* The problem:
Report every line of the listing that contains the word "center", treating uppercase and lowercase as different.

* Data lines:
+++++

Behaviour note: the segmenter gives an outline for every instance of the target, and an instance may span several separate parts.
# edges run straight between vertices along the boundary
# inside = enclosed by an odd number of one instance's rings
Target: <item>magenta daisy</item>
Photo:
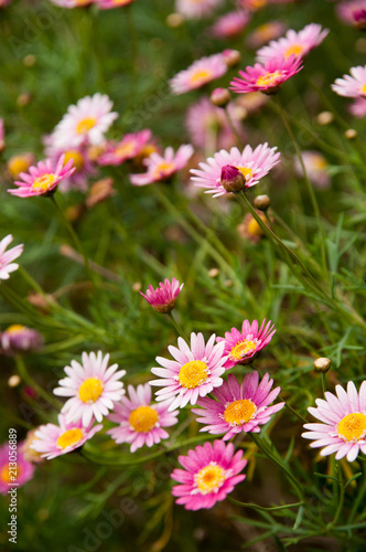
[[[163,427],[170,427],[177,422],[177,411],[168,411],[170,401],[151,404],[149,383],[138,385],[137,389],[129,385],[128,393],[129,399],[122,396],[121,401],[115,404],[114,413],[108,416],[108,420],[119,425],[107,434],[117,444],[130,443],[131,453],[143,445],[152,447],[161,439],[166,439],[169,433]]]
[[[217,338],[218,343],[225,343],[224,354],[227,355],[225,369],[229,370],[236,364],[248,364],[248,361],[261,351],[276,333],[271,320],[266,325],[266,318],[258,329],[258,321],[244,320],[241,331],[232,328],[225,333],[225,338]]]
[[[219,78],[227,72],[227,65],[222,54],[214,54],[201,57],[189,68],[177,73],[170,85],[173,94],[184,94],[185,92],[201,88],[207,83]]]
[[[182,338],[177,338],[176,347],[168,348],[174,360],[157,357],[164,368],[152,368],[151,372],[159,375],[150,385],[163,388],[157,391],[157,401],[173,400],[169,411],[183,407],[187,403],[195,404],[198,396],[205,396],[214,388],[223,384],[220,375],[225,372],[223,357],[225,343],[215,346],[215,333],[207,343],[202,333],[191,333],[191,348]]]
[[[164,279],[164,284],[160,282],[159,287],[154,289],[150,284],[146,294],[140,294],[150,302],[151,307],[158,312],[166,314],[171,312],[175,306],[177,296],[183,289],[184,284],[180,286],[176,278],[170,282],[168,278]]]
[[[19,268],[19,265],[17,263],[13,263],[13,261],[20,257],[20,255],[23,253],[24,245],[15,245],[15,247],[6,251],[8,245],[11,244],[12,241],[13,236],[11,234],[8,234],[0,241],[0,280],[9,279],[10,273],[13,273]]]
[[[84,426],[82,421],[67,422],[65,414],[58,414],[58,425],[41,425],[34,433],[34,439],[30,445],[42,458],[52,460],[56,456],[71,453],[84,445],[97,432],[103,428],[101,424]]]
[[[273,380],[269,379],[268,373],[260,383],[257,371],[247,373],[241,385],[234,374],[228,374],[227,382],[214,391],[215,400],[204,396],[197,402],[201,408],[192,408],[194,414],[202,416],[197,417],[197,422],[207,424],[201,432],[225,434],[224,440],[241,432],[259,433],[259,426],[267,424],[271,415],[284,405],[278,403],[269,406],[281,391],[281,388],[271,391],[272,385]]]
[[[198,188],[208,188],[206,193],[213,193],[213,198],[224,195],[228,192],[222,184],[222,172],[229,166],[243,174],[245,188],[251,188],[279,162],[280,153],[276,150],[276,147],[269,148],[267,142],[257,146],[255,150],[246,146],[241,152],[238,148],[232,148],[230,151],[222,149],[205,163],[200,163],[201,170],[191,169],[194,174],[192,181]]]
[[[302,67],[301,57],[294,55],[288,59],[268,60],[263,65],[256,63],[254,67],[248,65],[246,71],[239,71],[240,77],[235,77],[230,82],[229,89],[236,94],[257,91],[276,94],[281,85]]]
[[[68,378],[60,380],[61,388],[53,392],[58,396],[69,396],[62,413],[67,414],[67,421],[83,420],[87,426],[95,417],[101,422],[103,416],[112,410],[114,403],[125,394],[123,383],[118,381],[126,374],[118,370],[118,364],[108,368],[109,354],[103,357],[90,352],[82,354],[83,364],[72,360],[71,367],[65,368]]]
[[[130,174],[130,181],[133,185],[147,185],[152,184],[152,182],[168,180],[172,174],[182,170],[192,156],[193,147],[190,144],[181,146],[176,153],[171,147],[166,148],[162,156],[153,152],[143,160],[148,171],[142,174]]]
[[[335,388],[336,395],[326,391],[323,399],[316,399],[316,408],[308,411],[322,423],[305,424],[302,437],[312,439],[312,448],[324,447],[321,456],[335,455],[340,460],[347,457],[354,461],[359,450],[366,454],[366,381],[363,381],[357,393],[355,384],[349,381],[347,391],[341,385]]]
[[[223,440],[198,445],[187,456],[177,457],[184,469],[174,469],[171,477],[181,485],[172,489],[176,503],[186,510],[212,508],[224,500],[247,476],[238,475],[246,467],[243,450],[234,454],[234,445]]]
[[[32,198],[33,195],[51,195],[56,191],[57,184],[67,179],[75,171],[73,159],[65,162],[65,156],[62,155],[56,163],[51,159],[40,161],[36,167],[30,167],[29,172],[21,172],[22,180],[15,180],[18,189],[8,190],[12,195],[19,198]]]

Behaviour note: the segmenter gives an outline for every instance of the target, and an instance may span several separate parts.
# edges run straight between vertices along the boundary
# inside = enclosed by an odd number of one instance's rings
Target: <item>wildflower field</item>
[[[366,0],[0,0],[0,550],[366,550]]]

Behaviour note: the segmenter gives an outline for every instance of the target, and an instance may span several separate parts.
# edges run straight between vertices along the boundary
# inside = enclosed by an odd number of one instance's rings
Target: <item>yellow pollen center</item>
[[[80,385],[78,396],[83,403],[95,403],[103,393],[103,383],[97,378],[89,378]]]
[[[208,367],[202,360],[191,360],[180,370],[179,382],[183,388],[194,389],[208,379]]]
[[[67,432],[62,433],[57,439],[57,447],[66,448],[72,445],[77,445],[84,437],[84,433],[78,427],[74,427],[74,429],[67,429]]]
[[[233,403],[226,406],[224,420],[230,425],[247,424],[249,420],[254,417],[256,412],[257,406],[250,401],[250,399],[240,399],[239,401],[233,401]]]
[[[338,423],[338,437],[348,443],[356,443],[366,435],[366,414],[354,412],[347,414]]]
[[[200,469],[194,476],[194,482],[197,486],[201,495],[208,492],[217,492],[226,479],[225,469],[217,466],[215,461],[211,461],[208,466]]]
[[[151,408],[151,406],[139,406],[138,408],[134,408],[128,418],[133,429],[139,433],[150,432],[158,420],[158,412]]]

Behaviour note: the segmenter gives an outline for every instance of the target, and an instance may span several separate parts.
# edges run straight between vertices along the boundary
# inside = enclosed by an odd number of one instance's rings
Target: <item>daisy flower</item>
[[[270,41],[268,46],[263,46],[257,52],[257,60],[266,63],[269,60],[286,60],[291,55],[304,57],[311,50],[321,44],[329,33],[329,29],[322,30],[321,25],[310,23],[301,31],[295,32],[290,29],[286,36]]]
[[[171,312],[175,306],[177,296],[183,289],[184,284],[180,286],[176,278],[170,282],[168,278],[164,279],[164,284],[160,282],[159,287],[154,289],[150,284],[146,294],[140,294],[150,302],[151,307],[158,312],[166,314]]]
[[[190,144],[181,146],[176,153],[171,147],[166,148],[162,156],[153,152],[143,160],[148,171],[142,174],[130,174],[130,181],[133,185],[147,185],[168,180],[172,174],[182,170],[192,156],[193,147]]]
[[[82,421],[68,422],[65,414],[58,414],[58,425],[41,425],[34,432],[34,439],[30,445],[42,458],[52,460],[56,456],[71,453],[84,445],[97,432],[103,428],[101,424],[93,426],[93,422],[84,426]]]
[[[207,83],[219,78],[227,72],[227,64],[222,54],[214,54],[195,61],[189,68],[181,71],[170,81],[173,94],[201,88]]]
[[[8,245],[11,244],[12,241],[13,236],[11,234],[8,234],[0,241],[0,280],[9,279],[9,274],[18,270],[19,268],[19,265],[17,263],[13,263],[13,261],[20,257],[20,255],[23,253],[24,245],[15,245],[15,247],[6,251]]]
[[[181,485],[172,489],[176,503],[186,510],[209,509],[224,500],[246,478],[238,475],[246,467],[243,450],[234,454],[234,445],[223,440],[205,443],[177,457],[184,469],[174,469],[171,477]]]
[[[36,167],[30,167],[29,172],[21,172],[22,180],[15,180],[18,189],[8,190],[12,195],[19,198],[32,198],[33,195],[52,195],[56,191],[57,184],[67,179],[75,171],[73,159],[66,164],[65,156],[62,155],[56,163],[51,159],[40,161]]]
[[[83,364],[72,360],[71,367],[65,368],[67,378],[60,380],[61,388],[56,388],[54,394],[71,397],[61,411],[67,413],[67,421],[82,418],[87,426],[94,417],[101,422],[125,394],[123,383],[118,380],[126,371],[117,372],[118,364],[108,368],[109,354],[103,357],[101,351],[98,354],[83,352],[82,360]]]
[[[110,422],[119,425],[109,429],[107,434],[117,444],[130,443],[131,453],[143,445],[152,447],[161,439],[166,439],[169,433],[163,427],[170,427],[177,422],[177,411],[168,411],[170,401],[151,404],[149,383],[138,385],[137,389],[129,385],[128,393],[129,399],[122,396],[121,401],[115,404],[114,413],[108,416]]]
[[[276,147],[269,148],[267,142],[257,146],[255,150],[246,146],[241,152],[236,147],[230,151],[222,149],[205,163],[200,163],[200,170],[191,170],[194,174],[192,181],[198,188],[208,188],[206,193],[213,193],[213,198],[218,198],[228,193],[222,184],[223,169],[234,167],[243,174],[245,188],[251,188],[279,162],[280,153],[276,150]]]
[[[175,397],[169,406],[170,412],[187,403],[195,404],[198,396],[223,384],[220,375],[225,372],[227,357],[223,357],[225,343],[215,346],[215,338],[214,333],[205,344],[202,333],[191,333],[191,348],[182,338],[177,338],[179,349],[168,348],[174,360],[157,357],[157,362],[164,368],[152,368],[151,372],[160,379],[149,383],[163,388],[157,391],[157,401]]]
[[[366,454],[366,381],[363,381],[357,393],[355,384],[349,381],[347,391],[341,385],[335,388],[336,395],[326,391],[323,399],[316,399],[316,408],[308,411],[320,423],[305,424],[302,437],[312,439],[312,448],[324,447],[321,456],[335,455],[340,460],[347,457],[354,461],[359,450]]]
[[[248,364],[250,359],[261,351],[276,333],[274,325],[271,326],[271,320],[266,325],[266,318],[258,329],[257,320],[249,322],[244,320],[241,331],[232,328],[232,331],[225,333],[225,338],[217,338],[218,343],[225,343],[224,353],[227,360],[224,364],[226,370],[236,364]]]
[[[273,380],[268,373],[259,383],[257,371],[247,373],[241,385],[234,374],[228,374],[227,382],[215,390],[214,399],[204,396],[197,405],[201,408],[192,408],[197,414],[197,422],[205,425],[201,432],[212,435],[225,434],[223,439],[228,440],[241,432],[259,433],[259,425],[267,424],[274,412],[280,411],[284,403],[268,406],[278,396],[281,388],[271,391]]]

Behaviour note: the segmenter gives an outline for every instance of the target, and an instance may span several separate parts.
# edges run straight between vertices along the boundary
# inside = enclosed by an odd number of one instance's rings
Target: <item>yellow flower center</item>
[[[208,367],[202,360],[191,360],[180,370],[179,382],[183,388],[194,389],[208,379]]]
[[[95,403],[103,393],[103,383],[97,378],[89,378],[80,385],[78,396],[83,403]]]
[[[96,124],[96,119],[94,117],[85,118],[78,121],[76,125],[76,132],[79,135],[86,134],[90,128],[93,128]]]
[[[357,443],[366,435],[366,414],[354,412],[344,416],[337,426],[338,437],[348,443]]]
[[[158,420],[158,412],[151,408],[151,406],[139,406],[138,408],[134,408],[128,418],[133,429],[139,433],[150,432]]]
[[[196,484],[201,495],[217,492],[225,479],[225,469],[217,466],[215,461],[211,461],[208,466],[200,469],[198,474],[195,474],[194,476],[194,482]]]
[[[230,351],[232,359],[241,360],[244,357],[254,351],[257,347],[255,341],[249,341],[248,339],[244,339],[239,341],[235,347],[233,347]]]
[[[257,406],[250,399],[240,399],[239,401],[233,401],[233,403],[226,406],[224,420],[230,425],[241,425],[248,423],[255,416],[256,412]]]
[[[78,427],[74,427],[74,429],[67,429],[67,432],[62,433],[57,439],[57,447],[66,448],[72,445],[76,445],[84,437],[84,433]]]

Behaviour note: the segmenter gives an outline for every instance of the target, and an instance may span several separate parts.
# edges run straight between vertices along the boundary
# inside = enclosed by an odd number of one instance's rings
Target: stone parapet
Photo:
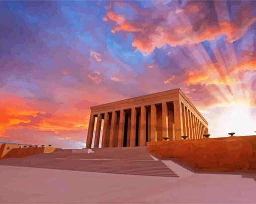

+++++

* Task result:
Target: <item>yellow pollen center</item>
Target: <item>yellow flower center</item>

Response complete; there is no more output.